Format the rows from the line with "segment <item>mulch ground</item>" up to and including the line with "621L66 536L3 524L4" as a two-column CSV with the header instruction,outline. Give each row's text and its answer each in one quoted field, with line breaks turned into spaces.
-- BEGIN Input for this task --
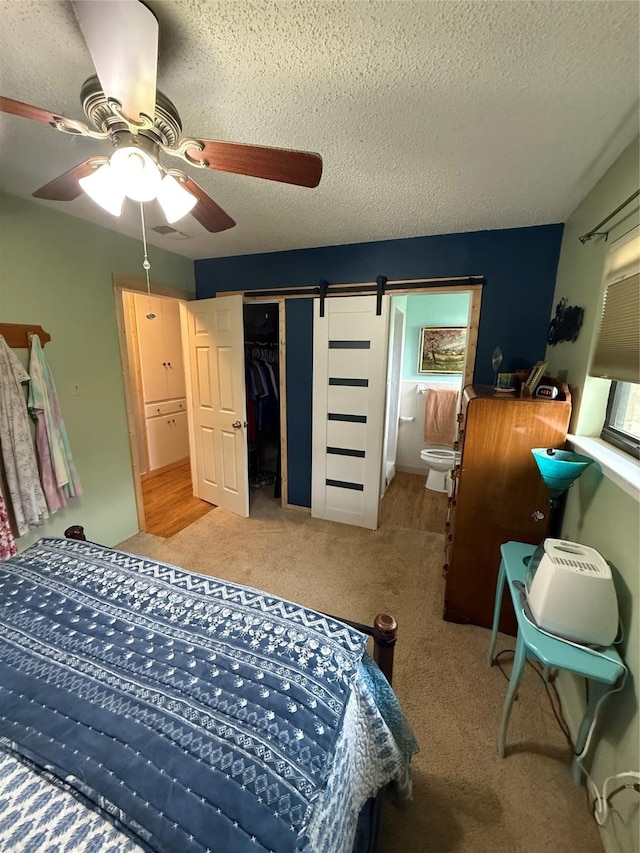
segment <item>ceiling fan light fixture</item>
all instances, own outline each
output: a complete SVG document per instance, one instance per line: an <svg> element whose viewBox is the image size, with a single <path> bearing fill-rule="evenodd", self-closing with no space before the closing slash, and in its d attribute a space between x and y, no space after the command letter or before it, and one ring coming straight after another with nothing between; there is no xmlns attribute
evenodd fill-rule
<svg viewBox="0 0 640 853"><path fill-rule="evenodd" d="M162 175L158 164L142 148L118 148L111 155L110 166L115 182L128 198L152 201L157 196Z"/></svg>
<svg viewBox="0 0 640 853"><path fill-rule="evenodd" d="M86 178L80 178L78 183L96 204L112 216L120 216L126 193L119 182L114 180L109 163L99 166Z"/></svg>
<svg viewBox="0 0 640 853"><path fill-rule="evenodd" d="M167 222L182 219L193 210L198 201L173 175L164 176L158 188L157 199Z"/></svg>

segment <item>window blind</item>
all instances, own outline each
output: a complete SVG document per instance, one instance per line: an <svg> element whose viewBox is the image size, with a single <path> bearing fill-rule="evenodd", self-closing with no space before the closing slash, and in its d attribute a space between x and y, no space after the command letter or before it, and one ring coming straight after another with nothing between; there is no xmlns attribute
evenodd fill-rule
<svg viewBox="0 0 640 853"><path fill-rule="evenodd" d="M637 262L636 262L637 269ZM640 275L606 289L592 376L640 383Z"/></svg>

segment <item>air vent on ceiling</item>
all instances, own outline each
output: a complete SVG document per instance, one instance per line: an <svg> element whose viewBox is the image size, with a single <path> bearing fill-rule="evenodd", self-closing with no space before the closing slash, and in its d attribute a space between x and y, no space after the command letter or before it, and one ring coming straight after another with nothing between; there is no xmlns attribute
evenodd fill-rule
<svg viewBox="0 0 640 853"><path fill-rule="evenodd" d="M172 228L170 225L156 225L152 230L157 234L162 234L163 237L171 237L173 240L191 239L188 234L183 234L182 231L176 231L176 229Z"/></svg>

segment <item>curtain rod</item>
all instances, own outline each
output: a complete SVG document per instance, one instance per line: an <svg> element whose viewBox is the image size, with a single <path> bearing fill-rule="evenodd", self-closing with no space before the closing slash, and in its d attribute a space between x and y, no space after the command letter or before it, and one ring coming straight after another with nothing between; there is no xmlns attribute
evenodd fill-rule
<svg viewBox="0 0 640 853"><path fill-rule="evenodd" d="M636 190L632 195L629 196L629 198L626 201L623 201L619 207L616 207L616 209L613 211L613 213L610 213L609 216L606 216L602 220L602 222L599 222L595 228L592 228L591 231L587 231L586 234L583 234L582 237L579 237L578 239L580 240L580 242L584 245L587 242L587 240L590 240L592 237L595 237L596 234L598 234L598 233L602 233L608 237L609 236L608 231L598 232L598 229L602 228L603 225L606 225L606 223L610 219L613 219L613 217L616 215L616 213L620 213L620 211L624 207L626 207L629 204L629 202L633 201L634 198L637 198L639 195L640 195L640 190Z"/></svg>

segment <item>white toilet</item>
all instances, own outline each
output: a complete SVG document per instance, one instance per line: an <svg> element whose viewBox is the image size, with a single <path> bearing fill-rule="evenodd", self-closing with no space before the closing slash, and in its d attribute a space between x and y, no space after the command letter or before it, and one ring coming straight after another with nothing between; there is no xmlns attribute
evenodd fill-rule
<svg viewBox="0 0 640 853"><path fill-rule="evenodd" d="M425 489L432 492L448 492L447 474L460 462L460 453L446 447L426 447L420 451L420 459L427 464L429 473Z"/></svg>

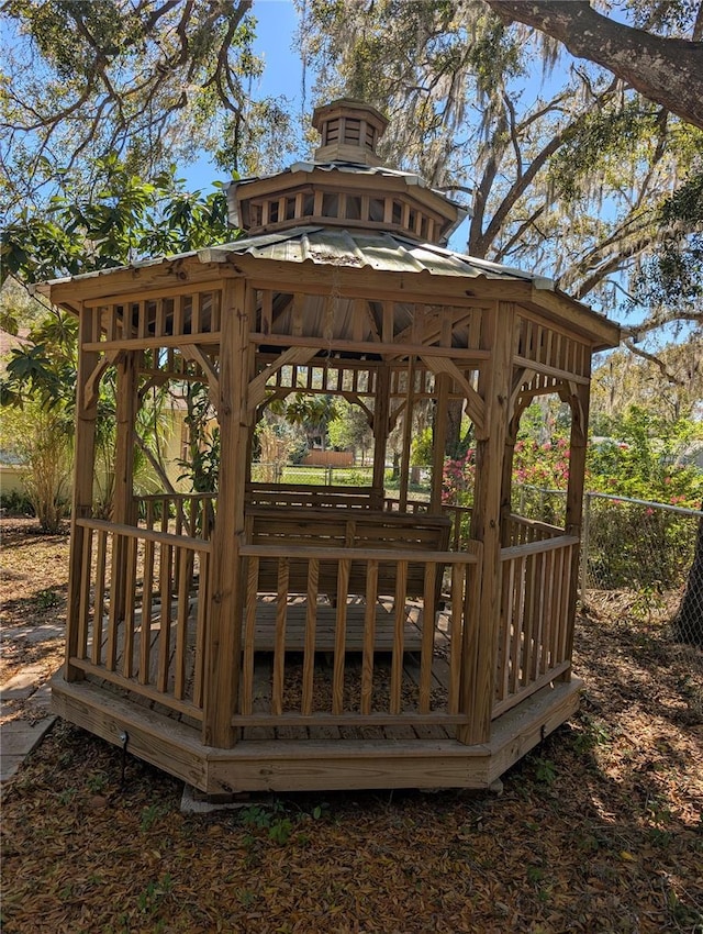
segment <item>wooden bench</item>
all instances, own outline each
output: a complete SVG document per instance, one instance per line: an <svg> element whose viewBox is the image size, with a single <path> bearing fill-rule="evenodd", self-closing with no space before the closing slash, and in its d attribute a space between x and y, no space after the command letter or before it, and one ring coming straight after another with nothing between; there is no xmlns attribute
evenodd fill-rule
<svg viewBox="0 0 703 934"><path fill-rule="evenodd" d="M306 483L250 482L246 487L246 501L253 505L380 510L383 494L373 487L346 483L314 487Z"/></svg>
<svg viewBox="0 0 703 934"><path fill-rule="evenodd" d="M449 547L450 520L436 515L408 515L371 510L341 510L326 507L295 509L253 505L247 509L246 538L254 545L283 546L289 558L289 593L308 592L308 560L295 559L298 548L354 548L364 560L352 560L347 596L365 597L368 559L377 558L377 596L394 597L397 560L392 553L446 552ZM383 552L381 557L379 552ZM361 555L360 555L361 556ZM425 563L409 561L405 594L424 597ZM337 600L338 561L320 561L319 593ZM444 565L437 563L435 609L442 596ZM275 593L278 589L278 558L259 558L258 591Z"/></svg>

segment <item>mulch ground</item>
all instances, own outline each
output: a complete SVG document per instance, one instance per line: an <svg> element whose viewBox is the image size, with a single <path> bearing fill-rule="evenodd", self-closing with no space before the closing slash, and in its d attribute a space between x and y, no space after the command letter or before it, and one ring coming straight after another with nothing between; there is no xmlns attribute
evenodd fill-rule
<svg viewBox="0 0 703 934"><path fill-rule="evenodd" d="M62 621L66 536L3 524L4 625ZM703 932L703 727L670 607L593 597L581 711L500 796L253 797L183 816L179 782L129 758L121 783L120 750L59 722L3 791L2 930ZM22 660L20 645L0 681Z"/></svg>

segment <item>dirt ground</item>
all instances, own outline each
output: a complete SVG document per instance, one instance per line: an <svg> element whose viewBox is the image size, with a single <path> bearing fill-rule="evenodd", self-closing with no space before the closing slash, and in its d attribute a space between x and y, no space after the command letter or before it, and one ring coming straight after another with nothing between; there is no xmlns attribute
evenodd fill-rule
<svg viewBox="0 0 703 934"><path fill-rule="evenodd" d="M65 620L68 541L2 522L2 625ZM253 797L183 816L181 785L57 723L3 790L12 932L703 932L703 725L674 605L592 594L579 714L503 793ZM60 640L5 640L0 682ZM699 675L703 670L698 659ZM694 672L695 674L695 672Z"/></svg>

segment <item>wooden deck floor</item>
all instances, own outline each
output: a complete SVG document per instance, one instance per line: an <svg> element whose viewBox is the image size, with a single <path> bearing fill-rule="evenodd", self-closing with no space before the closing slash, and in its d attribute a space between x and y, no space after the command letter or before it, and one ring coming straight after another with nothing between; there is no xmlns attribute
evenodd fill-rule
<svg viewBox="0 0 703 934"><path fill-rule="evenodd" d="M248 723L241 727L241 738L253 742L270 742L275 740L447 740L454 738L456 727L453 724L438 723L373 723L373 720L389 720L390 685L392 677L392 649L394 644L395 614L389 604L379 605L376 613L375 654L373 654L373 690L371 713L360 718L361 666L364 649L364 625L366 607L362 602L352 602L347 605L346 614L346 653L344 672L344 710L346 723L332 722L335 718L328 711L332 707L332 687L334 669L334 648L336 630L336 609L321 604L316 608L315 625L315 663L313 679L313 714L315 723L301 723L301 690L303 679L303 661L305 646L306 603L304 598L293 599L287 607L286 619L286 666L283 681L283 714L271 714L271 694L274 680L274 651L276 644L276 612L274 598L264 597L257 604L255 624L255 652L253 671L253 704ZM186 700L194 697L196 683L196 632L197 605L189 608L188 632L186 640ZM415 604L409 604L403 627L402 656L402 712L412 714L417 710L420 689L420 651L422 645L422 610ZM178 608L171 608L171 620L178 619ZM159 648L161 640L158 614L152 623L149 675L147 686L140 683L140 620L135 620L133 636L132 686L120 677L123 671L122 647L123 626L120 625L116 644L120 647L115 659L115 672L88 672L88 679L101 689L129 698L142 708L166 714L193 730L200 730L197 718L187 712L172 710L155 697L155 686L158 682ZM244 626L244 624L243 624ZM432 709L442 711L446 707L449 688L448 621L438 614L435 626L435 648L432 665ZM107 644L107 624L103 627L103 657ZM178 623L172 622L169 634L168 693L172 693L175 685L174 657L178 643ZM91 645L88 645L88 655ZM256 725L254 719L265 720L265 725ZM274 720L276 724L274 724ZM298 721L289 723L287 721ZM337 718L338 720L338 718ZM352 721L360 720L359 724Z"/></svg>

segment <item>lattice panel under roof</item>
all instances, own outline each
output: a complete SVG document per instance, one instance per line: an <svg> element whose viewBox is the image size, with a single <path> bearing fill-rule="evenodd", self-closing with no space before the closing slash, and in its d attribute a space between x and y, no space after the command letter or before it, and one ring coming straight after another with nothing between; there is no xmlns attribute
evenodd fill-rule
<svg viewBox="0 0 703 934"><path fill-rule="evenodd" d="M378 344L379 353L394 345L479 351L480 308L431 305L422 302L373 301L335 294L293 294L259 289L253 331L263 338L293 335L317 341ZM369 347L369 351L372 348Z"/></svg>

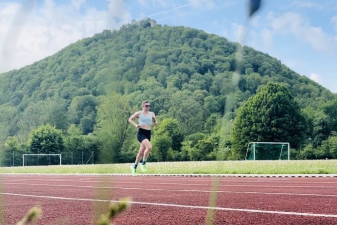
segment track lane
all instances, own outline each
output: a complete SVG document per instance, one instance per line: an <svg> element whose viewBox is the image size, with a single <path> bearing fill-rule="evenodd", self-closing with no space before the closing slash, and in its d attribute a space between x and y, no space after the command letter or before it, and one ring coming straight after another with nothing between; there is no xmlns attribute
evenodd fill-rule
<svg viewBox="0 0 337 225"><path fill-rule="evenodd" d="M14 177L14 176L15 176ZM189 193L188 192L188 188L191 188L191 189L192 188L195 190L196 188L198 188L198 189L199 189L200 188L202 187L203 189L205 189L204 190L208 190L209 191L210 190L210 187L211 185L212 184L212 182L214 180L213 179L212 179L210 178L210 179L204 179L204 178L201 178L200 179L200 181L198 181L198 178L196 177L196 178L193 178L193 179L180 179L180 177L179 177L178 179L176 179L176 178L174 178L173 179L167 179L167 177L165 179L157 179L159 182L153 182L153 181L155 181L155 179L149 179L150 180L150 182L148 181L147 179L144 179L144 177L141 177L142 179L140 179L139 177L121 177L122 178L118 179L119 177L104 177L103 179L102 179L101 178L98 178L97 177L86 177L85 179L84 179L84 177L77 177L78 179L74 179L74 177L72 177L71 178L70 177L67 177L65 179L64 178L64 177L62 178L62 176L58 176L58 177L52 177L52 179L51 179L51 176L50 175L47 176L47 177L39 177L39 178L40 178L39 179L36 179L37 176L34 176L33 177L28 177L25 176L23 176L22 177L23 177L23 179L21 178L18 178L20 177L18 177L18 176L13 176L13 177L6 177L6 182L9 183L9 182L11 179L11 183L13 183L12 184L3 184L4 185L4 187L5 187L5 189L6 190L10 190L12 191L15 191L16 192L19 192L21 193L27 193L27 194L36 194L37 195L45 195L46 196L47 196L48 194L51 194L51 196L59 196L59 197L64 197L65 196L70 196L69 197L78 197L78 198L81 198L81 197L87 197L88 198L90 199L94 199L95 196L97 196L98 195L98 193L102 193L102 192L106 193L105 194L103 194L103 197L104 196L113 196L114 199L117 199L119 198L119 197L123 197L125 196L131 196L131 197L133 197L134 200L137 200L139 202L157 202L157 203L161 203L161 204L177 204L178 205L190 205L190 206L207 206L208 205L208 199L209 199L209 192L202 192L201 193L198 193L198 192L196 192L194 193L192 192L191 193ZM29 178L29 179L27 179L27 178ZM113 178L113 179L110 179L110 178ZM157 178L157 177L156 177ZM275 178L273 178L273 179L275 179ZM247 181L249 181L248 182L244 182L245 181L243 181L243 179L239 178L239 181L238 182L235 182L235 179L231 179L230 180L231 181L231 182L228 182L228 181L226 181L226 179L220 179L220 184L223 184L224 183L227 184L228 183L230 183L231 184L235 183L235 186L219 186L219 187L220 188L219 189L222 190L223 188L225 188L226 189L229 188L229 187L232 187L233 188L236 189L237 190L237 188L240 186L241 187L240 188L251 188L252 186L251 184L255 183L260 183L260 182L263 182L263 181L261 181L261 179L248 179ZM16 181L14 181L16 180ZM2 182L5 182L5 181L4 179L4 177L2 177L2 179L0 179L0 181L1 181ZM34 183L36 182L38 182L40 183L40 184L43 184L41 183L44 183L45 184L53 184L53 185L57 185L58 184L66 184L66 185L70 185L70 186L66 186L66 187L59 187L59 186L56 186L56 187L53 187L53 186L50 186L48 187L47 186L46 187L45 187L44 188L40 188L39 187L37 187L36 186L34 186L34 185L30 185L31 187L30 188L29 187L30 185L27 185L27 184L23 184L25 183L23 183L23 182L27 182L27 181L31 182L31 184L33 184L33 182ZM288 181L289 181L289 179L287 179ZM294 179L294 181L296 181ZM307 181L307 180L306 180ZM315 180L314 179L315 181ZM317 180L316 180L317 181ZM319 185L322 185L322 182L323 182L323 179L320 179L319 181L319 182L310 182L312 184L314 184L314 185L315 185L316 184L319 184ZM314 193L313 194L315 194L315 191L317 189L320 190L320 189L325 189L325 190L329 190L329 191L331 192L332 194L334 194L335 195L337 195L336 194L336 189L334 188L335 188L335 186L337 186L336 185L336 183L333 181L335 181L335 179L326 179L325 178L324 179L324 182L326 182L326 186L324 186L325 187L324 188L322 187L322 188L308 188L307 185L308 185L307 183L305 184L305 186L304 186L304 188L303 188L303 185L298 185L298 184L299 183L298 181L297 182L297 185L294 185L294 186L301 186L302 188L299 188L299 190L296 190L296 191L299 191L300 192L302 191L302 189L303 188L304 189L309 189L312 192ZM329 181L333 181L332 182L329 182ZM18 183L21 183L21 184L17 184L17 183L16 183L14 182L18 182ZM140 182L139 182L140 181ZM279 186L284 186L284 185L280 185L280 184L283 185L283 184L282 183L279 182L279 181L278 181L279 182L274 182L274 183L271 183L272 184L275 183L276 184L276 185L273 185L274 187L268 187L268 188L271 188L273 189L273 191L277 191L278 189L278 191L280 191L280 188ZM291 181L291 179L290 179L290 181ZM119 183L121 182L121 183ZM129 182L129 183L127 183ZM188 185L179 185L179 184L177 184L177 183L179 183L180 182L181 182L182 184L187 184L186 182L191 182L190 184ZM184 183L182 183L184 182ZM71 184L74 185L74 184L75 183L76 184L80 184L80 185L83 185L83 186L88 186L90 185L92 185L92 187L95 187L99 186L100 187L102 187L102 185L104 186L107 186L106 187L102 187L102 188L88 188L87 187L71 187ZM160 183L158 184L158 183ZM271 183L270 182L269 182L269 183ZM28 183L26 183L28 184ZM123 187L122 187L123 184L124 184L124 185L126 185L129 186L129 185L131 186L139 186L139 189L138 190L134 190L134 189L122 189ZM205 184L206 185L201 185L201 186L197 186L196 185L196 184ZM310 183L309 183L309 184ZM75 185L76 185L75 184ZM268 184L268 186L270 186L270 184ZM1 184L0 184L0 185ZM159 185L159 186L158 186ZM182 190L173 190L173 191L171 191L171 190L167 190L166 191L163 191L162 190L151 190L152 189L153 189L154 188L158 188L158 187L160 187L161 186L166 186L166 189L167 188L167 186L170 186L169 188L171 189L173 188L177 188L177 187L178 186L184 186L183 188L184 189L185 191L187 191L186 192L185 191L182 191ZM323 186L320 186L320 187L323 187ZM176 187L177 186L177 187ZM253 187L254 188L257 188L258 189L260 189L261 188L261 185L255 185L253 186ZM326 187L331 187L331 188L326 188ZM120 189L115 189L113 188L116 188L116 187L119 187L121 188ZM145 188L148 188L150 190L143 190ZM287 187L287 188L289 188L288 187ZM104 190L103 190L103 189ZM247 191L247 189L245 189ZM284 190L284 189L283 189ZM187 193L186 193L187 192ZM299 198L294 198L294 196L284 196L284 194L281 194L279 195L277 194L277 193L274 193L273 194L272 197L271 197L270 195L271 194L261 194L261 193L218 193L218 207L223 207L223 208L235 208L235 209L240 209L240 208L243 208L243 209L251 209L254 210L257 209L258 210L274 210L276 209L276 210L278 210L279 211L282 211L282 209L288 209L291 212L299 212L298 210L297 211L294 211L294 209L302 209L303 208L304 209L302 211L300 211L299 212L302 212L303 213L305 213L305 212L307 212L310 213L324 213L324 210L320 210L320 209L321 208L324 208L325 207L326 207L326 208L330 208L332 209L334 209L333 206L335 206L336 203L337 203L337 201L336 201L336 197L331 197L331 196L308 196L306 195L304 196L300 196ZM250 198L250 196L253 196L253 198ZM8 196L6 196L5 198L8 198ZM11 196L10 198L16 198L16 197L13 197ZM22 197L21 196L21 198L23 198L26 199L26 198L28 198L28 199L32 198L32 201L36 201L36 198L37 197ZM111 198L107 198L107 199L110 199ZM260 200L258 201L257 199L260 199ZM273 201L273 199L276 199L277 200L275 201L275 200ZM42 202L43 204L46 204L45 202L45 199L39 199L39 200L41 200L41 202ZM50 201L56 201L56 200L56 200L56 199L53 199L52 200L50 200ZM294 202L295 201L295 202L297 202L297 204L289 204L289 202ZM322 201L322 204L320 204L319 202L320 201ZM69 204L68 202L67 201L67 204ZM272 202L273 203L273 204L275 206L272 206L271 205L269 205L269 202ZM300 202L300 204L298 204L298 202ZM284 206L282 206L282 204L287 204L287 206L286 207L284 207ZM92 205L92 204L91 204ZM89 204L89 205L91 205L90 204ZM139 205L139 204L138 204ZM144 206L139 206L137 204L135 204L134 206L133 206L131 210L130 210L130 212L128 212L126 214L128 215L129 216L128 216L128 218L124 218L124 216L122 216L123 218L124 218L125 221L127 221L129 220L129 217L130 216L130 213L131 213L131 215L132 215L132 216L134 217L136 214L134 214L133 211L134 210L137 211L138 210L141 210L141 209L144 209ZM260 207L262 206L262 207ZM323 207L323 206L325 206L324 207ZM332 206L332 207L331 207ZM250 207L251 206L251 208ZM280 206L281 206L280 207ZM17 207L19 207L17 206ZM140 208L139 208L140 207ZM143 207L143 208L141 208ZM155 216L158 216L158 215L156 214L156 213L158 213L158 212L161 212L161 211L160 210L160 209L161 209L162 207L165 207L165 206L160 206L159 207L158 206L156 207L154 207L153 206L147 206L145 208L154 208L155 210L154 212L152 212L151 211L151 213L150 212L149 212L149 213L151 215L153 215ZM77 208L77 207L74 207L74 208ZM90 208L90 207L87 207L88 208ZM92 207L91 207L92 208ZM172 208L172 207L171 207ZM334 207L335 208L335 207ZM170 207L168 207L168 208L170 208ZM319 209L320 208L320 209ZM292 211L293 210L293 211ZM182 210L182 211L186 211L188 212L189 212L190 209L187 210L186 209L184 209L183 210ZM90 211L90 210L89 210ZM172 211L172 209L171 209L168 211L171 212ZM202 210L202 209L195 209L192 210L193 212L193 215L194 216L195 214L198 214L198 215L204 215L204 216L205 216L205 211L206 210ZM196 212L197 211L197 212ZM166 212L166 211L164 211L164 212ZM238 221L240 221L240 218L242 218L242 216L244 217L247 217L247 215L248 215L247 214L249 214L250 213L253 213L253 215L255 215L256 214L259 214L258 213L252 213L252 212L235 212L233 214L233 212L219 212L219 210L216 211L216 222L213 223L213 224L222 224L221 223L221 221L223 221L222 220L222 215L225 215L226 216L226 219L225 219L225 221L228 221L228 222L233 222L234 221L236 221L235 222L237 222ZM329 213L332 213L332 215L336 214L337 214L337 212L336 212L335 210L328 210L327 212ZM154 214L154 215L152 215ZM262 213L260 213L259 214L263 214ZM162 214L162 213L159 213L159 215ZM218 218L218 215L220 215L221 216L219 216L219 218ZM233 216L232 218L232 217L229 217L228 218L228 215L237 215L238 214L242 214L242 216L237 217L237 216ZM275 214L275 213L274 213ZM161 218L165 218L165 215L161 215L162 216L160 217ZM180 215L180 214L179 214ZM187 214L189 215L189 214ZM246 215L246 216L245 216ZM122 216L122 215L121 215ZM180 217L183 216L183 215L181 215ZM173 216L172 215L170 216ZM186 216L185 215L184 216L185 217ZM260 217L263 217L265 216L261 216L260 215ZM305 218L306 218L305 216L300 216L300 215L273 215L272 216L272 218L275 218L276 217L278 217L280 216L281 217L283 218L283 219L284 218L292 218L292 219L294 219L294 216L297 218L296 219L298 219L299 218L302 218L302 220L304 221L306 220L306 219L305 219ZM139 217L139 216L138 216ZM187 216L188 217L188 216ZM312 216L311 216L312 217ZM197 217L199 218L199 217ZM302 218L303 217L303 218ZM315 217L314 216L314 217ZM181 217L182 218L182 217ZM204 218L204 216L203 217ZM231 219L232 218L232 219ZM234 219L233 218L235 218ZM316 218L316 217L315 217ZM188 219L186 218L186 221L188 221ZM324 224L333 224L333 223L329 223L329 222L332 221L333 222L337 222L335 220L335 218L328 218L326 220L324 220L321 218L320 219L317 219L318 222L319 223L317 224L320 224L321 222L319 221L324 221L325 223ZM192 219L192 222L191 222L190 223L185 223L185 224L204 224L204 221L201 220L201 218L198 219L197 221L196 220ZM219 221L218 221L219 220ZM117 220L116 220L117 221ZM138 221L138 220L137 220ZM156 220L154 220L156 221ZM230 222L232 221L232 222ZM250 221L250 222L253 222L251 220L248 220ZM259 220L261 221L261 220ZM286 221L286 220L283 220L283 221ZM300 221L300 220L299 220ZM297 223L297 224L305 224L305 223L302 223L300 221L300 223ZM217 223L218 222L219 222L219 223ZM167 223L165 223L165 222L167 222ZM118 224L130 224L130 223L123 223L121 222L118 222ZM151 224L151 223L134 223L134 224ZM152 223L153 224L153 223ZM159 224L159 223L157 223ZM164 223L161 223L161 224L173 224L173 223L170 223L167 221L164 221ZM259 224L256 222L256 223L249 223L249 224ZM323 223L321 223L323 224Z"/></svg>

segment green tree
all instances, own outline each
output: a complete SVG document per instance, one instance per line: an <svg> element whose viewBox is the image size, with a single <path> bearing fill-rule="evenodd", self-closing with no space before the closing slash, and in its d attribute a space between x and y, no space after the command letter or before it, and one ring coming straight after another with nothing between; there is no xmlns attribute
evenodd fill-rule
-- END Input for this task --
Result below
instruction,outline
"segment <item>mulch ground</item> all instances, own outline each output: a complete SVG document per instance, one instance per line: an <svg> element whose viewBox is the image size, with a single <path> bearing fill-rule=""evenodd"", self-closing with no space before the closing slash, and in its d attribute a space between x and y, no space after the command letter or before it, and one ring coming straight after another with nothing between; there is no xmlns attribute evenodd fill-rule","<svg viewBox=""0 0 703 934""><path fill-rule=""evenodd"" d=""M62 621L66 536L3 524L4 625ZM703 932L703 727L670 607L593 597L581 711L500 796L253 797L183 816L179 782L129 758L121 783L120 750L59 722L3 791L2 930ZM22 660L20 645L0 681Z""/></svg>"